> **Prompt 1**:
In the CoPro documentation text, how many years of time-lag does CoPro apply by default?

> **Document passage**:
====
2.1.1. The configurations-file (cfg-file)

To be able to continue the simulation with the same settings as in the previous notebook, the cfg-file has to be read again and the model needs to be initialised subsequently. This is not needed if CoPro is run from command line. Please see the previous notebook for additional information.

[4]:
settings_file = 'example_settings.cfg'
[5]:
main_dict, root_dir = utils.initiate_setup(settings_file, verbose=False)

#### CoPro version 0.0.8 ####
#### For information about the model, please visit https://copro.readthedocs.io/ ####
#### Copyright (2020-2021): Jannis M. Hoch, Sophie de Bruin, Niko Wanders ####
#### Contact via: j.m.hoch@uu.nl ####
#### The model can be used and shared under the MIT license ####

INFO: reading model properties from example_settings.cfg
INFO: verbose mode on: False
INFO: saving output to main folder C:\Users\hoch0001\Documents\_code\copro\example\./OUT
[6]:
config_REF = main_dict['_REF'][0]
out_dir_REF = main_dict['_REF'][1]

2.2. Reading the files and storing the data

2.2.1. Background

This is an essential part of CoPro. For a machine-learning model to work, it requires a samples matrix (X), representing here the socio-economic and hydro-climatic ‘drivers’ of conflict, and target values (Y) representing the (observed) conflicts themselves. By fitting a machine-learning model, a relation between X and Y is established, which in turn can be used to make projections.

Additional information can be found on scikit-learn.

Since CoPro simulates conflict risk spatially explicit for each polygons (here water provinces), it is furthermore needed to be able to associate each polygon with the corresponding data points in X and Y. We therefore also keep a polygon-ID and its geometry, and track it throughout the modelling chain.

2.2.2. Implementation

CoPro goes through all model years as specified in the cfg-file. Per year, CoPro loops over all polygons remaining after the selection procedure (see previous notebook) and does the following to obtain the X-data.

  1. Assign ID to polygon and retrieve geometry information;

  2. Calculate a statistical value per polygon from each input file specified in the cfg-file in section ‘data’. Which statistical value is ought to be computed needs to be specified in the cfg-file. In the cfg-file, it’s furthermore possible to specify whether values are ought to be log-transformed.

Note that CoPro applies a 1 year time-lag by default. That means that for a given year J, the data from year J-1 is read. This is to avoid issues with backwards reversibility, i.e. we assume that the driver results in conflict (or not) with one year delay and not immediately in the same year.

And to obtain the Y-data:

  1. Assign a Boolean value whether a conflict took place in a polygon or not - the number of casualties or conflicts per year is not relevant in thise case.

All information is stored in a X-array and a Y-array. The X-array has 2+n columns whereby n denotes the number of samples provided. The Y-array has obviously only 1 column, consisting of zeros and ones. In both arrays is the number of rows determined as number of years times the number of polygons. In case a row contains a missing value (e.g. because one input data does not cover this polygon), the entire row is removed from the XY-array.
====
> **Position identification records**:
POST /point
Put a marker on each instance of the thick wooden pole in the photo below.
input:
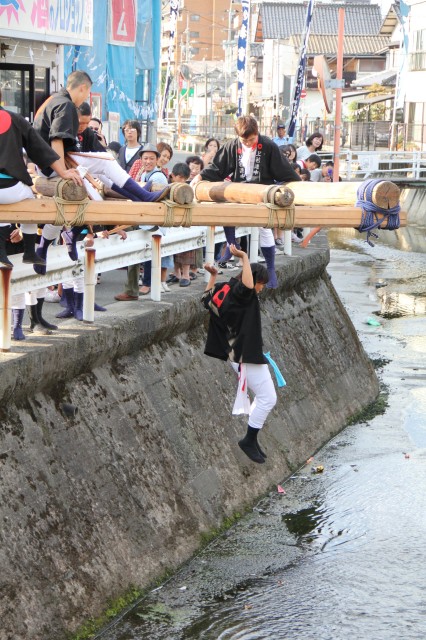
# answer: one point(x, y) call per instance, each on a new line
point(386, 194)
point(243, 193)
point(202, 214)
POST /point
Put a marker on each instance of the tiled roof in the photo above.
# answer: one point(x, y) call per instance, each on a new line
point(284, 19)
point(352, 45)
point(387, 77)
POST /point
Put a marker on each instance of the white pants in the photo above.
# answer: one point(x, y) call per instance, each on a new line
point(266, 237)
point(260, 382)
point(18, 192)
point(102, 166)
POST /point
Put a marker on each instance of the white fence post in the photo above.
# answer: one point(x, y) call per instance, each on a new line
point(156, 268)
point(89, 285)
point(287, 242)
point(254, 244)
point(210, 244)
point(5, 309)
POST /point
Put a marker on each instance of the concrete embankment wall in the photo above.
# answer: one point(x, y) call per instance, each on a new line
point(121, 492)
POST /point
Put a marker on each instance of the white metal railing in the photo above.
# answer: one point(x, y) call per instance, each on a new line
point(359, 165)
point(107, 255)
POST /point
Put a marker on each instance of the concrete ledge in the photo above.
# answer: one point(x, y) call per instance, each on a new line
point(118, 493)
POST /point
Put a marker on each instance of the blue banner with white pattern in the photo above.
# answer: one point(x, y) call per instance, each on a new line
point(242, 55)
point(173, 16)
point(300, 76)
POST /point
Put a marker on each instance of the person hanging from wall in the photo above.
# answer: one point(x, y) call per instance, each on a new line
point(235, 333)
point(250, 157)
point(57, 122)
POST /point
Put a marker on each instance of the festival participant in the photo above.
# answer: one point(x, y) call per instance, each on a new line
point(312, 145)
point(96, 125)
point(129, 153)
point(15, 182)
point(57, 122)
point(211, 147)
point(250, 157)
point(235, 333)
point(281, 139)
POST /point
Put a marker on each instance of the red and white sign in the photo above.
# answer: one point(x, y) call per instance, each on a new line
point(122, 22)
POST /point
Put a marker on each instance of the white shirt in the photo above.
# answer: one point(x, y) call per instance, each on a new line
point(247, 160)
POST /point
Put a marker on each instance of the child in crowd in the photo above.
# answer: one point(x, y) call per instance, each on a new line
point(195, 164)
point(235, 333)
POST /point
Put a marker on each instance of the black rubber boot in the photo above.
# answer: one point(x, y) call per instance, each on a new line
point(30, 256)
point(17, 316)
point(4, 260)
point(42, 321)
point(250, 447)
point(35, 325)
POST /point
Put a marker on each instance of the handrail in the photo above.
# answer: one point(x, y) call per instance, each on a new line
point(107, 255)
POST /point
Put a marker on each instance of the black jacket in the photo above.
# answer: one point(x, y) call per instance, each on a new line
point(15, 134)
point(58, 118)
point(273, 166)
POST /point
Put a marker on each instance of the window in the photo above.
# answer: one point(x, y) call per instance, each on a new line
point(369, 65)
point(417, 47)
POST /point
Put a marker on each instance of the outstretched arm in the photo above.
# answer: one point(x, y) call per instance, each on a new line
point(246, 276)
point(213, 275)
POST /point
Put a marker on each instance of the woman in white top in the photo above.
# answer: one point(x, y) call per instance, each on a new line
point(312, 145)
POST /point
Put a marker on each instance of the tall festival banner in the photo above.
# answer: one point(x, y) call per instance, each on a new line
point(242, 56)
point(174, 12)
point(300, 76)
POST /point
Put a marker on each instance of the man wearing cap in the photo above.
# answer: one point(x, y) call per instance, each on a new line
point(148, 170)
point(281, 138)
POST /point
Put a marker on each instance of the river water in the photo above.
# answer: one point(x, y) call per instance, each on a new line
point(340, 554)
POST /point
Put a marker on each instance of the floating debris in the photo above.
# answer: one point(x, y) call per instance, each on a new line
point(373, 322)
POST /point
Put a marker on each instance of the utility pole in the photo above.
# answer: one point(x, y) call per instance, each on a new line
point(339, 78)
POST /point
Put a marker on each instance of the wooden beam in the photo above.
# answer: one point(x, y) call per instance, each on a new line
point(43, 211)
point(385, 194)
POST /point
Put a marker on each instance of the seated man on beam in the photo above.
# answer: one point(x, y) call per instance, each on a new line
point(15, 182)
point(250, 157)
point(57, 122)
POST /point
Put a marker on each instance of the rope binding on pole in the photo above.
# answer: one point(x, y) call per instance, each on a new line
point(373, 216)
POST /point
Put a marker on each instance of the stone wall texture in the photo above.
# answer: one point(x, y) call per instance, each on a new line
====
> **Prompt 2**:
Rewrite everything from the start of the rows down to the line containing "point(202, 214)", swapping "thick wooden pole" for "heavy timber pole" and leaving the pictures out.

> **Task response 1**:
CoPro applies a 1-year time-lag by default.

> **Task response 2**:
POST /point
Put a marker on each instance of the heavy timber pole in the photo below.
input:
# answer: one point(x, y) call per instance, each on a new line
point(386, 194)
point(243, 193)
point(202, 214)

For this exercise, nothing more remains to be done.